-------- Given information --------

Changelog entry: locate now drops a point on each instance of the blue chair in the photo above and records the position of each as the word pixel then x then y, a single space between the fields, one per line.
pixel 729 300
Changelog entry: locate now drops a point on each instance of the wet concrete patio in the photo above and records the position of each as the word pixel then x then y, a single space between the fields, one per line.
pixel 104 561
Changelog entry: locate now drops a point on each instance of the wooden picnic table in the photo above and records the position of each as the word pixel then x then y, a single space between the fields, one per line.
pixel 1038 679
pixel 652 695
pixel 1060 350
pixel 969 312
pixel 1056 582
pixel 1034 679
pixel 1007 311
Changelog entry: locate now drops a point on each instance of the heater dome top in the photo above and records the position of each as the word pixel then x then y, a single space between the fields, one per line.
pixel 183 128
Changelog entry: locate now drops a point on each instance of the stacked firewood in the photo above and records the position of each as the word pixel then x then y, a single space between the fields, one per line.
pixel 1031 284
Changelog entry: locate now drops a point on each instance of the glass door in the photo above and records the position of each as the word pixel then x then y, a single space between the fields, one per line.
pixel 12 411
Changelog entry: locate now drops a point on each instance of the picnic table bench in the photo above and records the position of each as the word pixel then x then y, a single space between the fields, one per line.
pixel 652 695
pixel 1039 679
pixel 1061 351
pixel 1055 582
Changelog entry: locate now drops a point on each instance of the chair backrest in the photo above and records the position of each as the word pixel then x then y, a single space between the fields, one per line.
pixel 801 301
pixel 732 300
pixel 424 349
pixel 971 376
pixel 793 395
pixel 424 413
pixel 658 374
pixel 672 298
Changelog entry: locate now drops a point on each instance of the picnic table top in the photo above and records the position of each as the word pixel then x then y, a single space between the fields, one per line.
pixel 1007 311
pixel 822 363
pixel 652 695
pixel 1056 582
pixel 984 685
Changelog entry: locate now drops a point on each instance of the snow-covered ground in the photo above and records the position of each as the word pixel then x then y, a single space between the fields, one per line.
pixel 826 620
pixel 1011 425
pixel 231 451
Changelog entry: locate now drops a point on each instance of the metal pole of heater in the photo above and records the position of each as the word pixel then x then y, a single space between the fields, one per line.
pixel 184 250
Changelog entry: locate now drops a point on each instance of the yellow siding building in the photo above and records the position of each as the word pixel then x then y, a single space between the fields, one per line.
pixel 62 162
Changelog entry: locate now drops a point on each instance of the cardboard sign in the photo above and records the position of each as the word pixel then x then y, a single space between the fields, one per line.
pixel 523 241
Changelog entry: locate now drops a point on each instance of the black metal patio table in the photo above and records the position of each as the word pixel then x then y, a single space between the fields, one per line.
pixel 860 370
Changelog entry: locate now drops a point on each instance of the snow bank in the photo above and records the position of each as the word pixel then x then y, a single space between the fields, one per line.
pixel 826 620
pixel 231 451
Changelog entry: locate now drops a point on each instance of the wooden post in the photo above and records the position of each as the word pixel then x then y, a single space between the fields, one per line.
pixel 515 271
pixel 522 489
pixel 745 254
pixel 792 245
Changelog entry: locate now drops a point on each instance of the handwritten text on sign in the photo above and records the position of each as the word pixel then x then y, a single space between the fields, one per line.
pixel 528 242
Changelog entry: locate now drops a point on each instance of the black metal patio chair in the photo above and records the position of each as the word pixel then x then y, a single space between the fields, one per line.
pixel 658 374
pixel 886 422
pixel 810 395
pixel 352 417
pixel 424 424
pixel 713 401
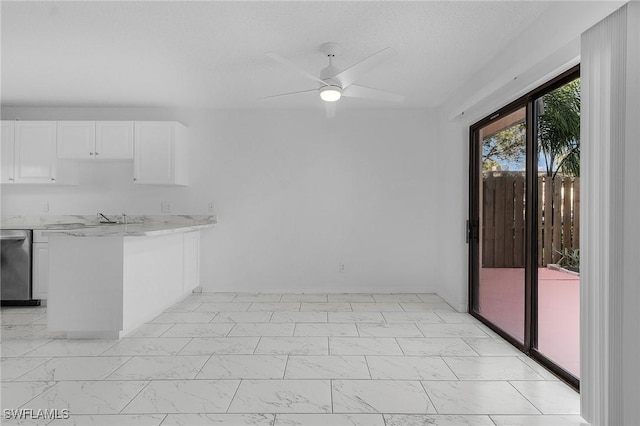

--------

Work required:
Substitute "Release note" for every occurrence of "Changelog entry" in the data above, and reproduce all of it with nothing else altered. Omit the pictures from your answer.

Result below:
Release note: locate now drops a point on each instance of the blue chair in the photo above and records the position of each as the word pixel then x then y, a single space between the fields, one per line.
pixel 729 300
Release note: locate now drops a point on each instance of the wet concrete patio in the photo above and records the position of each as the word pixel then x then y, a single space between the fields, one per line.
pixel 104 561
Release note: locate now drops a point on each instance of the wooden picnic table in the photo above and records the position of each as the word pixel then x then y, a single space between the fields, one per line.
pixel 1038 679
pixel 652 695
pixel 1060 350
pixel 969 312
pixel 1056 582
pixel 1034 679
pixel 1007 311
Release note: locate now drops a point on each instance of the heater dome top in the photo above and records the position of each as the word pixel then x then y, a single space between the fields, one per line.
pixel 183 128
Release note: locate now drops a point on each instance of the stacked firewood in the photo above and records the position of each as the word pixel then x then y, a single space between the fields, one per line.
pixel 1031 284
Release note: locate now drops a point on each instance of the glass door in the photo above and records the position of each as the word pixel then x then y, a single space between the fields, one per line.
pixel 12 411
Release note: locate now drops a point on each instance of the picnic table bench in the photo above and records the position of each as the word pixel then x then y, a single space between the fields, one per line.
pixel 652 695
pixel 1039 679
pixel 1061 351
pixel 1055 582
Release note: locate now drops a point on each instance of the chair backrest in the photo above and records the position of each as the word pixel then x then y, a single space between the fields, one per line.
pixel 801 301
pixel 732 300
pixel 424 349
pixel 971 376
pixel 793 395
pixel 424 413
pixel 658 374
pixel 672 298
Release note: locate now drops a point on each instance of the picnic table top in the photo above and records the position of each as the word pixel then x then y, a single space between the fields, one per line.
pixel 1007 311
pixel 822 363
pixel 652 695
pixel 1056 582
pixel 984 685
Release note: locate now drops a point on each instance of the snow-covered ground in the photo above and records the position of each as the word pixel then x then y, a single space between the fields, one per line.
pixel 826 620
pixel 1011 425
pixel 231 451
Release note: locate now drops a point on each instance of the metal pole of heater in the photo above and records the position of each as the word pixel then x then y, a single space between the fields, one per line.
pixel 184 250
Release note: locate now drops a point on each instance of the yellow siding building in the photo above and records the position of each as the word pixel then x then y, a single space between the fields, one per line.
pixel 62 162
Release note: locate now drops a point on each instance of the cardboard sign in the photo above and records the position of each as the word pixel then x then y, a single space between the fields, one per line.
pixel 523 241
Release note: locate now drops a point on each instance of the black metal patio table in the photo above and records the position of each as the word pixel then x then y, a single space between the fields, one per line.
pixel 860 370
Release note: locate now drops a point on each instance of the snow bank in the photo above and records the position of each as the word pixel then x then y, a single space between the fields, one per line.
pixel 826 620
pixel 231 451
Release note: locate now drops a point on each instance of the wooden post in the photo above and records the position of each as the word pixel then x then y, a single space between the fields, one per line.
pixel 515 271
pixel 522 489
pixel 745 254
pixel 792 245
Release note: locate now drops a point on each instance of the handwritten text on sign in the photo above and records the position of each as the word pixel then x then y, a single space between the fields, one per line.
pixel 528 242
Release note: locate now drops a point on each instance of the black metal patio chair in the photo above and records the position of each as the word pixel then x then y, a single space between the fields, one per line.
pixel 658 374
pixel 886 422
pixel 810 395
pixel 352 417
pixel 424 424
pixel 713 401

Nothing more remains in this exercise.